### TASK STATEMENT
Repeat exactly, and only, the lines from the line containing "Roster-mapping task: tag the hangar roller" through the last line of the records below, including both.
** BEGIN DATA FOR THE TASK **
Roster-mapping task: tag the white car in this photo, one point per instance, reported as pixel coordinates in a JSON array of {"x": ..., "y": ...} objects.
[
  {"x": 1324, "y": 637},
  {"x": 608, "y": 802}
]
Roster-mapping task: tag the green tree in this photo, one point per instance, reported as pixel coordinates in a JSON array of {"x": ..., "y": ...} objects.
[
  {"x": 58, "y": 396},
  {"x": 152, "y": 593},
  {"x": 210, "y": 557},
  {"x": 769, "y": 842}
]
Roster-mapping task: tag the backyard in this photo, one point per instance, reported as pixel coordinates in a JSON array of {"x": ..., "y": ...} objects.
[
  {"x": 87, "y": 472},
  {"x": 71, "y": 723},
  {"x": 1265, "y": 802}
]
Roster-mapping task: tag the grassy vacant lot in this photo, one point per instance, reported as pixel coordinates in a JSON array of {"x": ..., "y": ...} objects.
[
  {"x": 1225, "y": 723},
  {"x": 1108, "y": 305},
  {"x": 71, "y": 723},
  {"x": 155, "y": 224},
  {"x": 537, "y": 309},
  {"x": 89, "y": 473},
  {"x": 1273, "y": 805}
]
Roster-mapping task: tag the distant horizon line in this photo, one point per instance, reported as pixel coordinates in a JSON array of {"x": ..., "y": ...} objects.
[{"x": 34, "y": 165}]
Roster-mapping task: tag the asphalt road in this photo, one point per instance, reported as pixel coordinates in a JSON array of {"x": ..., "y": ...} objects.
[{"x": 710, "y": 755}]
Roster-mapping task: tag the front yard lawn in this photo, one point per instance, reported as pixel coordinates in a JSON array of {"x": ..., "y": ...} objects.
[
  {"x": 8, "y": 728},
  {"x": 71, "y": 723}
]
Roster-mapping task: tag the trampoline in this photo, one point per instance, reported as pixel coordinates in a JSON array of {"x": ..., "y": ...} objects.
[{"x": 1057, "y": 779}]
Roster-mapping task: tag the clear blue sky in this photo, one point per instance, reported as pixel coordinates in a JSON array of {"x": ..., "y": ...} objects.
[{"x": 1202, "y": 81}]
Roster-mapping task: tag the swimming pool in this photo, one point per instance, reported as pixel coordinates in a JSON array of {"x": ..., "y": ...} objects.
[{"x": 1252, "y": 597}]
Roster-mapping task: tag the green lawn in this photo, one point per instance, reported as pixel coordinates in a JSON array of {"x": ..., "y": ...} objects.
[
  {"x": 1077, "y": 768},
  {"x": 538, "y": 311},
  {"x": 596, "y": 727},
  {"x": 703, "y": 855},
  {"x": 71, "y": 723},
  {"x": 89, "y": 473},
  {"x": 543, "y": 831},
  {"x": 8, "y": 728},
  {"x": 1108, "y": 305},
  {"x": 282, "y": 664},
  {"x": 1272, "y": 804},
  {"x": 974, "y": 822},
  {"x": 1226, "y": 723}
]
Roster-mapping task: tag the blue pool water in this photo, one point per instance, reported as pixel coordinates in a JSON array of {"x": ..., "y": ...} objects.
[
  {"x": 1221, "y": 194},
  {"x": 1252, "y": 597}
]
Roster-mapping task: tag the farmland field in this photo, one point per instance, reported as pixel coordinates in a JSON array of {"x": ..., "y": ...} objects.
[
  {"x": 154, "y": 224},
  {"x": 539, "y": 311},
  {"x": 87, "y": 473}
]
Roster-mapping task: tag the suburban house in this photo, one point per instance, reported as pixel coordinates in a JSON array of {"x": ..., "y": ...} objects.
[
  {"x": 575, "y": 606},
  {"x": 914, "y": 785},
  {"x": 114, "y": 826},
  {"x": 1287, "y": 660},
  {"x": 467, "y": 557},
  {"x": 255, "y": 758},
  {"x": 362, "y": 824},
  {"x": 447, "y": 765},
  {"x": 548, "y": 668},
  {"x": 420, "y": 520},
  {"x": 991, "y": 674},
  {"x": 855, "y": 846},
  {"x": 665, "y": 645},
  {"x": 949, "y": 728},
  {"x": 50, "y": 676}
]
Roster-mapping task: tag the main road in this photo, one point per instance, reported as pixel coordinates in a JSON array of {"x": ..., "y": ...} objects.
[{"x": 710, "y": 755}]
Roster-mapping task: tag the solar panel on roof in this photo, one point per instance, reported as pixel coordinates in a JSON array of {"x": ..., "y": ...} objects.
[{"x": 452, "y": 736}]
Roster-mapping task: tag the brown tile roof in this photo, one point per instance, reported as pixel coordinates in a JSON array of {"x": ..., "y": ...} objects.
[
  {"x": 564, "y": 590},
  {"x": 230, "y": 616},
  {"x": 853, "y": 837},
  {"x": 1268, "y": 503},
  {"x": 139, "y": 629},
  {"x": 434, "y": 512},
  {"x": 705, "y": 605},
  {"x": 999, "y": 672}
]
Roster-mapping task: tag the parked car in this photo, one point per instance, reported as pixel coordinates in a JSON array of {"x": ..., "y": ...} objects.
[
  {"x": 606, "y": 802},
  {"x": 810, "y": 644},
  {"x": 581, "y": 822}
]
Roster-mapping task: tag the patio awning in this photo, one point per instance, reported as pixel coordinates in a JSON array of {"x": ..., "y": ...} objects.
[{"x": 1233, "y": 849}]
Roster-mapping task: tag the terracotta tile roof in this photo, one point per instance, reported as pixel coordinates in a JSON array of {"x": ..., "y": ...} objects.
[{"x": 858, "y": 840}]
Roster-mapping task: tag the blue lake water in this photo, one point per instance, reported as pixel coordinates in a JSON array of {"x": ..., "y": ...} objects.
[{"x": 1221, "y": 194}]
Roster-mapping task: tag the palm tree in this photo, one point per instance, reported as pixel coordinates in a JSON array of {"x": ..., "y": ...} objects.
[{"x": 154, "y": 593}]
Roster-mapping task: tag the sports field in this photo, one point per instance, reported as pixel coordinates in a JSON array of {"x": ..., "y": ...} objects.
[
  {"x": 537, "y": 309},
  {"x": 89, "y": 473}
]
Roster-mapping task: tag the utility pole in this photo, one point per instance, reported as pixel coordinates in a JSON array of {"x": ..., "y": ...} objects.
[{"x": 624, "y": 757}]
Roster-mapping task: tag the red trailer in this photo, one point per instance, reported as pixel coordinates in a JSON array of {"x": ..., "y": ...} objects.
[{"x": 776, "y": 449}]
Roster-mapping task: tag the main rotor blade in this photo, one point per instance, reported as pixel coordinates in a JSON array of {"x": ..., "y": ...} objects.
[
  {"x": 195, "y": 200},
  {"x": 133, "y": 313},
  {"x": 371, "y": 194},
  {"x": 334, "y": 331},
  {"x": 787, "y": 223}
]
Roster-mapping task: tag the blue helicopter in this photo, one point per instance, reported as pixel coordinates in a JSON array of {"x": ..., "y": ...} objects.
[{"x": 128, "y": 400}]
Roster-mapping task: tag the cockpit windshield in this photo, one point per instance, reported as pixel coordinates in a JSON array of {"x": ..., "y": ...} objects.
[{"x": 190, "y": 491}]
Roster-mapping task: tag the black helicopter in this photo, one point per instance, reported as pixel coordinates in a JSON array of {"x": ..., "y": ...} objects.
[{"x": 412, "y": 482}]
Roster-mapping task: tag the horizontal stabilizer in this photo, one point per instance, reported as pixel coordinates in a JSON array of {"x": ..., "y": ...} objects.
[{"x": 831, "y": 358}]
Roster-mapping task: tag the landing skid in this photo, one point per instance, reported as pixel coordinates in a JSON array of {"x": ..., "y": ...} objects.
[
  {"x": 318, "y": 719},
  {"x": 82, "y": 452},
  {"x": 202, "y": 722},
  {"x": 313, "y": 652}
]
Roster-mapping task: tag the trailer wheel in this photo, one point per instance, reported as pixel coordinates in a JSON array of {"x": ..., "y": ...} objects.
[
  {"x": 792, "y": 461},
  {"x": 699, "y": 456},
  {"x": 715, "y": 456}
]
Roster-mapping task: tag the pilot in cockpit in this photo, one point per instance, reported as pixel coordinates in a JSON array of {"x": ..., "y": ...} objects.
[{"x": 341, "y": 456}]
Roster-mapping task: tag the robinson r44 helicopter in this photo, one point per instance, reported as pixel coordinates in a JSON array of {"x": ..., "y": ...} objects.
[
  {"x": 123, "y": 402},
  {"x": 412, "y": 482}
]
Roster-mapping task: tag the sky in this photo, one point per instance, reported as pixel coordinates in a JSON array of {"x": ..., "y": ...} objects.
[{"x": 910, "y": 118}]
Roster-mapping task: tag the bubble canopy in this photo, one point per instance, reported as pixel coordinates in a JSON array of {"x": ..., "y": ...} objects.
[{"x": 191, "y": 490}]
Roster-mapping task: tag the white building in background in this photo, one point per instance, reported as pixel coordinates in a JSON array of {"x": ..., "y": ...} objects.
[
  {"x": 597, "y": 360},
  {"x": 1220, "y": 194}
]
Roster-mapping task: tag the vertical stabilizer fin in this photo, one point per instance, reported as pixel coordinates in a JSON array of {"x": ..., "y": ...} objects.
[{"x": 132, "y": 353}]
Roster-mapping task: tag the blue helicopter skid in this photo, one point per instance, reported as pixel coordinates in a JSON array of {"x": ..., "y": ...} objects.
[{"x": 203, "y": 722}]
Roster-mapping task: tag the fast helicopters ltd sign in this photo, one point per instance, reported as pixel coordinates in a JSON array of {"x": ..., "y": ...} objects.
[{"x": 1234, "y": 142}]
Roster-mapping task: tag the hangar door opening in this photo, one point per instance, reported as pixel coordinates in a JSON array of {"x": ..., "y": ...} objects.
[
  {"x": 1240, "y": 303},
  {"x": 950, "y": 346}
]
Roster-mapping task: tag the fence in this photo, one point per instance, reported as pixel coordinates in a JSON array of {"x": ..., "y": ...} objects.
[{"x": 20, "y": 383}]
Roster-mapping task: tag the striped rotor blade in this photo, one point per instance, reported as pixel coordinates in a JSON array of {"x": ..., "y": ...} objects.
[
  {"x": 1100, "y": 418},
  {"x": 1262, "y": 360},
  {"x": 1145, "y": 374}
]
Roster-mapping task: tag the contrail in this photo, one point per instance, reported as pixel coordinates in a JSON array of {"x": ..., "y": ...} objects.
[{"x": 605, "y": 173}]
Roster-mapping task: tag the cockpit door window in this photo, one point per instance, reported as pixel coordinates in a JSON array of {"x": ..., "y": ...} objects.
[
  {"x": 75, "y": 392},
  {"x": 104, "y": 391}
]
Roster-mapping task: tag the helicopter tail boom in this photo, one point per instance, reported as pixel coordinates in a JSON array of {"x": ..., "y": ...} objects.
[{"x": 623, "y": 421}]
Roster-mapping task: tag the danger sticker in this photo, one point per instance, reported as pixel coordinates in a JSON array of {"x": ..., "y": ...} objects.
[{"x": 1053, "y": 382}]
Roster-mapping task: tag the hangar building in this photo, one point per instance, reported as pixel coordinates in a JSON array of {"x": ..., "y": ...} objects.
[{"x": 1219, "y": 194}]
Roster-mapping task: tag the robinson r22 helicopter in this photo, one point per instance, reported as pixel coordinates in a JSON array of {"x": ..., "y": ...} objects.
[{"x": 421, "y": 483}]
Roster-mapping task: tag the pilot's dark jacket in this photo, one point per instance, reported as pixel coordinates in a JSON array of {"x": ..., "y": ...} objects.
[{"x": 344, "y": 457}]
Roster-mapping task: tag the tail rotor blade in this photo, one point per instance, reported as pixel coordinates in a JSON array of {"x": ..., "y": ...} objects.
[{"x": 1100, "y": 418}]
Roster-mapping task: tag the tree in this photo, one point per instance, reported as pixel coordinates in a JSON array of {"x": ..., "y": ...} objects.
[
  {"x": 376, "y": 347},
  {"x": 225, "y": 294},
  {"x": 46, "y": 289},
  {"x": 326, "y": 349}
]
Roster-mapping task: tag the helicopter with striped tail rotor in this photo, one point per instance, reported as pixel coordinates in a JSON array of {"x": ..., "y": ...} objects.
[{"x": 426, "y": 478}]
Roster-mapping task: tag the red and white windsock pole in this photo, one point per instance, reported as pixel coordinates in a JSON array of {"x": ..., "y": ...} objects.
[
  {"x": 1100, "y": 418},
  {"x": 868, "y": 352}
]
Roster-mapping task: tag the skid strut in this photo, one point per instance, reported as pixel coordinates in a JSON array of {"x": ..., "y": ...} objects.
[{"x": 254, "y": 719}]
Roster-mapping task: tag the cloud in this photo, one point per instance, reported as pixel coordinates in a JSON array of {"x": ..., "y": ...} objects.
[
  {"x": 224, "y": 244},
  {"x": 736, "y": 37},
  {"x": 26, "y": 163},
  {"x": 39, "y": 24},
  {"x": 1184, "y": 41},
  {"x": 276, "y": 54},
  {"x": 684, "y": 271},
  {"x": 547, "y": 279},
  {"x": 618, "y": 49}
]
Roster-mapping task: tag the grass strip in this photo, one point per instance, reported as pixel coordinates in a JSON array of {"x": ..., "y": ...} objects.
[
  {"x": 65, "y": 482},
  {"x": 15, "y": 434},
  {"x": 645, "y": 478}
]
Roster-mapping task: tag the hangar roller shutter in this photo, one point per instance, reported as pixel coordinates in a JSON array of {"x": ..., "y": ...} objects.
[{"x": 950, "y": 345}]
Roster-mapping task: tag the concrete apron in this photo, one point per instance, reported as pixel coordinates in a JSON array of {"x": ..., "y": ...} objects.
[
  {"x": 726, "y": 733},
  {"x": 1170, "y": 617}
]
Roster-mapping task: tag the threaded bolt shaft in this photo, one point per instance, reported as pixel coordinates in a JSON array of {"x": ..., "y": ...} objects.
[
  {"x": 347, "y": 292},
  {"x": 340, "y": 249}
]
** END DATA FOR THE TASK **
### WRITTEN REPLY
Roster-mapping task: tag the hangar roller shutter in this photo, one point per instance, reported as pixel coordinates in a JSON array of {"x": ..., "y": ...} objects.
[{"x": 950, "y": 345}]
Roster-mapping task: tag the concrete apron in this photo, one point per instance, reported as pixel coordinates in a JSON array of {"x": ..., "y": ...} objects.
[
  {"x": 726, "y": 733},
  {"x": 1170, "y": 617}
]
Roster-mapping task: tag the threaded bolt shaft in this photo, one point per instance, reported as pixel coordinates in a JSON array of {"x": ..., "y": ...} objects.
[
  {"x": 347, "y": 292},
  {"x": 340, "y": 249}
]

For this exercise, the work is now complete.